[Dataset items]
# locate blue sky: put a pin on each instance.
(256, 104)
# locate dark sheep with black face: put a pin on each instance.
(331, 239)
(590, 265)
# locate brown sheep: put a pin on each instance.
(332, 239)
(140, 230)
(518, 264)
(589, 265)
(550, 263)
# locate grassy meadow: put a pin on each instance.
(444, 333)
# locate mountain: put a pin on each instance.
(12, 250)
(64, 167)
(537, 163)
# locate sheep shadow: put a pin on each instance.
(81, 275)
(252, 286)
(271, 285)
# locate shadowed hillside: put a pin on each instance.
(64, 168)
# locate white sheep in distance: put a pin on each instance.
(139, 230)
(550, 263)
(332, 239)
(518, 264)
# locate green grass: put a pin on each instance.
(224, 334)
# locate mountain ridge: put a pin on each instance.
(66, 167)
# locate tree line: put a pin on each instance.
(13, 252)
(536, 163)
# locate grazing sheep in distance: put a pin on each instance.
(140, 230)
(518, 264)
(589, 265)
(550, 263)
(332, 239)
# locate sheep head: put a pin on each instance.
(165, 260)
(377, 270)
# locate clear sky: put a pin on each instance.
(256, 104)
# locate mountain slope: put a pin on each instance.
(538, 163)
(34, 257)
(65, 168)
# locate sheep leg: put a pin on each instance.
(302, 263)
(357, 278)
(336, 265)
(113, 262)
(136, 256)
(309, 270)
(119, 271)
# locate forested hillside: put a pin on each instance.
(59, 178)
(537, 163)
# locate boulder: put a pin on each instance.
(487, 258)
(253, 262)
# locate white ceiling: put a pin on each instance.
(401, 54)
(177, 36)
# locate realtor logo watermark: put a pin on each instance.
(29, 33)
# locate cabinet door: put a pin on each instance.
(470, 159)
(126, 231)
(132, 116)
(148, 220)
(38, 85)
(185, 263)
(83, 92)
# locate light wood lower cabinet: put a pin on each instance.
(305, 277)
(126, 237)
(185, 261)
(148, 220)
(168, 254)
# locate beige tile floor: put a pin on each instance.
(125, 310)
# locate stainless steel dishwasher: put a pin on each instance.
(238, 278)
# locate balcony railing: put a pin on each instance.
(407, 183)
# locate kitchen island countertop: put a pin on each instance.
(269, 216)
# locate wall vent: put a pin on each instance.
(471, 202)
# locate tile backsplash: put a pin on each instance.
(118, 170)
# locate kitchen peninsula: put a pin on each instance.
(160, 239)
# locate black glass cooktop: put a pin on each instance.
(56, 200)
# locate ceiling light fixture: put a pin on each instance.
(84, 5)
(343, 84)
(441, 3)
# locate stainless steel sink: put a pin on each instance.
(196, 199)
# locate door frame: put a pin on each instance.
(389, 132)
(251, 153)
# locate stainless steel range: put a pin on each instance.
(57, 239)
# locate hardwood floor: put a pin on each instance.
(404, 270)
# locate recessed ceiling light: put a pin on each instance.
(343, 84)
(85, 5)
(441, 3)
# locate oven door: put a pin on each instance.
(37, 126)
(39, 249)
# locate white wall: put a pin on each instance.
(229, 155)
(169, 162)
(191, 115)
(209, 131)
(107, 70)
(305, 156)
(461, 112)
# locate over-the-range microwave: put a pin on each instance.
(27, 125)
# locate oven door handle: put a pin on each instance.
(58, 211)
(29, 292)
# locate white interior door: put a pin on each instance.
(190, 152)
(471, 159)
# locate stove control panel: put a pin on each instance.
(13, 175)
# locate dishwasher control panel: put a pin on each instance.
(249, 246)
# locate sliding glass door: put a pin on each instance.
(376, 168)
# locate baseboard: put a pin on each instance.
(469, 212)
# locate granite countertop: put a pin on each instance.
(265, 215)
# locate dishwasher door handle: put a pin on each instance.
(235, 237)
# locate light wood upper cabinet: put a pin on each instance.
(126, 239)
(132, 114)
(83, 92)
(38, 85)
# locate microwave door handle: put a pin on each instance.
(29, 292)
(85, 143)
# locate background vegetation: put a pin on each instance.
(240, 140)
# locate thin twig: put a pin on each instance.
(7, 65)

_Task_: Exact copies of all the entries above should be returned.

_Task solution_:
# locate blue sky: put a pin on each instance.
(256, 104)
# locate dark sheep with black face: put a pin on each instance.
(331, 239)
(590, 265)
# locate brown sheep: put a pin on each instance.
(332, 239)
(140, 230)
(518, 264)
(589, 265)
(550, 263)
# locate grassy meadow: put a pin on each instance.
(444, 333)
# locate mountain: put a pin on each instance.
(12, 250)
(64, 167)
(537, 163)
# locate sheep shadow: put a pin on each instance.
(81, 275)
(252, 286)
(271, 285)
# locate shadowed hillside: put a pin on each instance.
(64, 168)
# locate white sheep in distance: put a pin on each instance.
(139, 230)
(550, 263)
(332, 239)
(518, 264)
# locate green grass: put a pin on each instance.
(224, 334)
# locate mountain ridge: put a pin on each instance.
(66, 167)
# locate tree line: put a pin on each instance.
(13, 252)
(536, 163)
# locate grazing sheep in distance: put a pin on each instance.
(140, 230)
(518, 264)
(589, 265)
(550, 263)
(332, 239)
# locate sheep head: put a pin on each instance.
(165, 260)
(377, 270)
# locate clear sky: put a pin on each instance.
(256, 104)
# locate mountain slope: put a pin on each instance.
(538, 163)
(34, 257)
(65, 168)
# locate sheep leg: put a pin on each instance.
(302, 263)
(357, 278)
(336, 265)
(113, 262)
(136, 256)
(309, 270)
(119, 271)
# locate forested hillside: put a pin on each instance.
(59, 178)
(537, 163)
# locate boulder: put a pin on each instance.
(487, 258)
(253, 262)
# locate white ceiling: put a pin on each instance.
(401, 54)
(177, 36)
# locate realtor logo watermark: put a pin on each instance.
(29, 33)
# locate cabinet door: put a pin on each instance.
(470, 159)
(126, 231)
(132, 116)
(148, 220)
(38, 85)
(185, 263)
(83, 92)
# locate light wood lower cabinet: put a pin on each instance.
(305, 277)
(126, 237)
(185, 261)
(148, 220)
(168, 254)
# locate beige tile floor: put a pin on each instance.
(125, 310)
# locate stainless steel dishwasher: put a pin on each instance.
(238, 278)
# locate balcony railing: put a pin on each instance.
(407, 183)
# locate kitchen island countertop: put a pin on each instance.
(269, 216)
# locate wall vent: put a pin on each instance.
(471, 202)
# locate tile backsplash: put a pin on each instance.
(118, 170)
# locate kitchen peninsula: put a pin on each instance.
(160, 239)
# locate black glass cooktop: put a pin on each instance.
(56, 200)
# locate ceiling light fixture: put a pin on each instance.
(84, 5)
(343, 84)
(441, 3)
# locate stainless steel sink: put a pin on each instance.
(196, 199)
# locate door frame: put a pin on each instance.
(389, 132)
(251, 153)
# locate stainless steel range: put a pin on each instance.
(57, 239)
# locate hardwood floor: put a pin on each instance.
(404, 270)
# locate recessed ceiling light: put a pin on each instance.
(343, 84)
(85, 5)
(441, 3)
# locate oven door: put a pin on each instance.
(37, 126)
(39, 249)
# locate white wall: put a pin on each instance.
(229, 155)
(169, 162)
(191, 115)
(209, 131)
(107, 70)
(305, 156)
(461, 112)
# locate over-the-range microwave: put a pin on each instance.
(27, 125)
# locate oven door handle: put a pin on each instance.
(58, 211)
(29, 292)
# locate white interior door: put a pin on each instance.
(190, 152)
(471, 159)
# locate stove control panel: put a pin on each instance.
(13, 175)
# locate dishwasher control panel: put a pin on each instance.
(249, 246)
# locate sliding glass door: put a pin on each instance.
(376, 168)
# locate baseboard: put a pin on each instance.
(469, 212)
# locate granite countertop: put a pin on each instance.
(265, 215)
# locate dishwasher door handle: put a pin on each instance.
(235, 237)
# locate light wood upper cabinet: put a pin on each instance.
(126, 239)
(132, 114)
(83, 92)
(38, 85)
# locate microwave door handle: put a pin on each instance.
(29, 292)
(85, 143)
# locate background vegetation: put a pin on each instance.
(240, 140)
# locate thin twig: put a pin on each instance.
(7, 65)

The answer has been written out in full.